▶ **WRITTEN PROBLEM 1**: In the news story about the young track cyclist, write out the stretch from "The teenager had" through "the track's embankment." word for word.

▶ **PASSAGE SHOWN**:
-- -- --

LESS than 12 months ago, Tennille Falappi was lying at the bottom of Brisbane's Chandler Velodrome, adamant that she wanted to give it all up.
The teenager had just taken a horror fall in the keirin, tearing two tendons in her left hand and leaving her face and side bloodied and bruised as she helplessly slid from the top of the track's embankment.
"I remember laying on the track, Dad above me. I thought 'I don't want to do this anymore'," she said of the January incident.
"That was my first thought, the first thing I told Dad."
But returning to Cairns this week after successful campaigns at the Queensland and Oceania Track Championships, Tennille was glad to have thought twice about an early retirement.
"I realised that I love it. No matter what happens, I love cycling," she said.
"Crashing is part of the sport; you've just got to accept it and move on."
"In the end I wasn't hurt too badly and I only missed one national titles."
While she claimed two golds at the Queensland titles, it was her bronze in the same race, on the same track that she had crashed on earlier this year, that gave her the most satisfaction.
"It was very scary, a bunch of irrational thoughts went through my head," she said.

-- -- --

[Dataset excerpt]
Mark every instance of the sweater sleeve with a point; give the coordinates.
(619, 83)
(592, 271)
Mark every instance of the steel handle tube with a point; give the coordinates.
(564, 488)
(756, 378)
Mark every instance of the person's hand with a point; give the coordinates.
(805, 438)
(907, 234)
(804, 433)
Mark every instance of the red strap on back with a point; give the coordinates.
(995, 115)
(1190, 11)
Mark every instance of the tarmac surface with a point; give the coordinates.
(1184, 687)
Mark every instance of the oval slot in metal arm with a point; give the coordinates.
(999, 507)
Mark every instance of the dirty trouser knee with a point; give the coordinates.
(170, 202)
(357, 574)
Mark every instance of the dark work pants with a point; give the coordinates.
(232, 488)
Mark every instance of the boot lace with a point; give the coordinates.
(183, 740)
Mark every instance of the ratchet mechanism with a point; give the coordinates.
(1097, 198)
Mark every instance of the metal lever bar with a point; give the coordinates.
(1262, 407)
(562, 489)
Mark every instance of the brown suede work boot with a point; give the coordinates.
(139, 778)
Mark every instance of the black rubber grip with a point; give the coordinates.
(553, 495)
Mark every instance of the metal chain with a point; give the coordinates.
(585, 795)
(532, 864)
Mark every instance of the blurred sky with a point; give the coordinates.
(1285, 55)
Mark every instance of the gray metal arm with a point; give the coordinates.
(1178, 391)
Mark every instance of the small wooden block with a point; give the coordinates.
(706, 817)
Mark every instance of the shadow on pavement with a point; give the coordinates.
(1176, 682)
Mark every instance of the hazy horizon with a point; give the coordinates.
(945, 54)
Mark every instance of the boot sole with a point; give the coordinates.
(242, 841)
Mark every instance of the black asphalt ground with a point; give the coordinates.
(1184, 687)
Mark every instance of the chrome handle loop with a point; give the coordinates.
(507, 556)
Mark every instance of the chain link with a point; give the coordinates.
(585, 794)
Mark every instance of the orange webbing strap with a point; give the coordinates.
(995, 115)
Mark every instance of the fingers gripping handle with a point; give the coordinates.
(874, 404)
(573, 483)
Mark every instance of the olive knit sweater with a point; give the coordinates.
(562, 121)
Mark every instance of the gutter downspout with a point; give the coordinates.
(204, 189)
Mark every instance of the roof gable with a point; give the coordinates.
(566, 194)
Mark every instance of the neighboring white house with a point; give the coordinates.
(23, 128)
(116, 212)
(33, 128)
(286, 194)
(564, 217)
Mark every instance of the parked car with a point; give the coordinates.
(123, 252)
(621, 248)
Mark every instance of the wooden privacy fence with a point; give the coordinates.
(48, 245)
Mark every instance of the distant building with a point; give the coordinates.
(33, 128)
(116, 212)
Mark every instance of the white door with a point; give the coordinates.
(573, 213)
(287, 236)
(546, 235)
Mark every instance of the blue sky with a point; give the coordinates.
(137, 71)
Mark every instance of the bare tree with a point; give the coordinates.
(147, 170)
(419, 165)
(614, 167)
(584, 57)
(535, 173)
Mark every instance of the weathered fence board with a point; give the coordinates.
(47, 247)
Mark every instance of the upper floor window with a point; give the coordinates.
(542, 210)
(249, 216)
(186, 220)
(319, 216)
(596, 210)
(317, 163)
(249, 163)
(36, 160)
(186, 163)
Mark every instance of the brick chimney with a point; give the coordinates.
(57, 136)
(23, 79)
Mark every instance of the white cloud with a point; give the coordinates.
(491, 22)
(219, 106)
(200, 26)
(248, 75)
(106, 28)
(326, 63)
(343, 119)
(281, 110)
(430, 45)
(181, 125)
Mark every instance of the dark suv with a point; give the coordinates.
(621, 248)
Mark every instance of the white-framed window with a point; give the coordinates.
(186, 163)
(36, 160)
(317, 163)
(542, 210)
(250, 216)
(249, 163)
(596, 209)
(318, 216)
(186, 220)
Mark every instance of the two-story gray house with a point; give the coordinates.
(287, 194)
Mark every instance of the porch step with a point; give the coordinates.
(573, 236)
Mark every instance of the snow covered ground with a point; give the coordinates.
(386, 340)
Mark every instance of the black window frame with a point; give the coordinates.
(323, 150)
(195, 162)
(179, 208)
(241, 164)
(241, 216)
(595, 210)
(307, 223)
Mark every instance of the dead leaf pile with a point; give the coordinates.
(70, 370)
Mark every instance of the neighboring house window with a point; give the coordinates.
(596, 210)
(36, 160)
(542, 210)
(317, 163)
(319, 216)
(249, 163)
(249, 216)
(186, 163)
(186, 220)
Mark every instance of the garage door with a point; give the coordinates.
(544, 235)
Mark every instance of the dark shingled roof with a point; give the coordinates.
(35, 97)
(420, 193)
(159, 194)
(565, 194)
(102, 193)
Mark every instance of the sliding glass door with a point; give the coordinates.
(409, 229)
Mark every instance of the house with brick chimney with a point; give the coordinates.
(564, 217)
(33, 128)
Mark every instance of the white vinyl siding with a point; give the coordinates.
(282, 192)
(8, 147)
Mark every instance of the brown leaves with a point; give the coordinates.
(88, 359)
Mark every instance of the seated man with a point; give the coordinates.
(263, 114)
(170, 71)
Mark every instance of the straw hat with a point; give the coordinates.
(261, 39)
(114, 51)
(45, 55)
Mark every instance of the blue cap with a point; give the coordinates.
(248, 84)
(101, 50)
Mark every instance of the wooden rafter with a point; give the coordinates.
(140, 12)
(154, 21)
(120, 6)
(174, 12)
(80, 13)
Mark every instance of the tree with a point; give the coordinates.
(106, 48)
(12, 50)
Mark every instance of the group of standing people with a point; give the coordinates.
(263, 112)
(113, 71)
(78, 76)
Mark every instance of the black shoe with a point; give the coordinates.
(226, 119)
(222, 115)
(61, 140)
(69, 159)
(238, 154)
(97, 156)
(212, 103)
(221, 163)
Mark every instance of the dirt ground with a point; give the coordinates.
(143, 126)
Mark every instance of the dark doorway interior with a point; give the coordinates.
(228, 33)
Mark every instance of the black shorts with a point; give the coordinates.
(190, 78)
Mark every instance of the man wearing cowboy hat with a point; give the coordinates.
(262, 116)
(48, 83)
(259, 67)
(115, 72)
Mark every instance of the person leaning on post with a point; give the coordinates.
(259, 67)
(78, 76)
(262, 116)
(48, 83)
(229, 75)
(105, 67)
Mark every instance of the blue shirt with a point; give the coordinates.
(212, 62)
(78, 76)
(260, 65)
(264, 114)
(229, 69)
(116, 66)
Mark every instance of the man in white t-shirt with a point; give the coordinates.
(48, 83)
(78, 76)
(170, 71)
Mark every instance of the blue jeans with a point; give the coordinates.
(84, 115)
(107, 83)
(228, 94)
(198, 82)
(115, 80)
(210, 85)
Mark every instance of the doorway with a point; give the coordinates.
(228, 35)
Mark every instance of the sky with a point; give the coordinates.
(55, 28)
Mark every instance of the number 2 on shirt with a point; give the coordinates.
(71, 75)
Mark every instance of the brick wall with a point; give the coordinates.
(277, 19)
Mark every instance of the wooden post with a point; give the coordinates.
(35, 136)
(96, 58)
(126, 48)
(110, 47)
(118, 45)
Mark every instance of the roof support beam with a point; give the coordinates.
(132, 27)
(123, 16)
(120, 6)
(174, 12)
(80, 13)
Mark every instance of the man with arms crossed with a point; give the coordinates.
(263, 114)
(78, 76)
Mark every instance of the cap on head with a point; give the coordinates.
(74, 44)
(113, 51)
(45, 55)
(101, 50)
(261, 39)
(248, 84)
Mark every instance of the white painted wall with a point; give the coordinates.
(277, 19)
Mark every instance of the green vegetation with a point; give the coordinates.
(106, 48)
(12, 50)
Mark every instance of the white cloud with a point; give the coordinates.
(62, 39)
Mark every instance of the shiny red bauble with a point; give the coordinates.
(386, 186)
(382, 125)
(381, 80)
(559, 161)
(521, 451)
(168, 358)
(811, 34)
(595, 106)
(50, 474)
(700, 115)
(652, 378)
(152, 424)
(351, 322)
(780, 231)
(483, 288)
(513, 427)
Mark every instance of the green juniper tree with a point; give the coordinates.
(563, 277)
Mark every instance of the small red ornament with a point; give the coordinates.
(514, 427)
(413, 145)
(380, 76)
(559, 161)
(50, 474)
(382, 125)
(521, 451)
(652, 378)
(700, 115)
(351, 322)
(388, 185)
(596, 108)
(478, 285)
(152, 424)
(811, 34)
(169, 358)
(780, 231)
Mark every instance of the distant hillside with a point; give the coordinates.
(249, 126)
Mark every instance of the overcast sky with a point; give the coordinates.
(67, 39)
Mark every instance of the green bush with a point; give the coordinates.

-- -- --

▶ **WRITTEN PROBLEM 2**: Find every line in the entries above that contains the string "doorway" and copy each one. Treat uppercase and lowercase as different.

▶ **TASK ANSWER 1**:
The teenager had just taken a horror fall in the keirin, tearing two tendons in her left hand and leaving her face and side bloodied and bruised as she helplessly slid from the top of the track's embankment.

▶ **TASK ANSWER 2**:
Mark every instance of the dark doorway interior with a point; give the coordinates.
Mark every instance of the doorway with a point; give the coordinates.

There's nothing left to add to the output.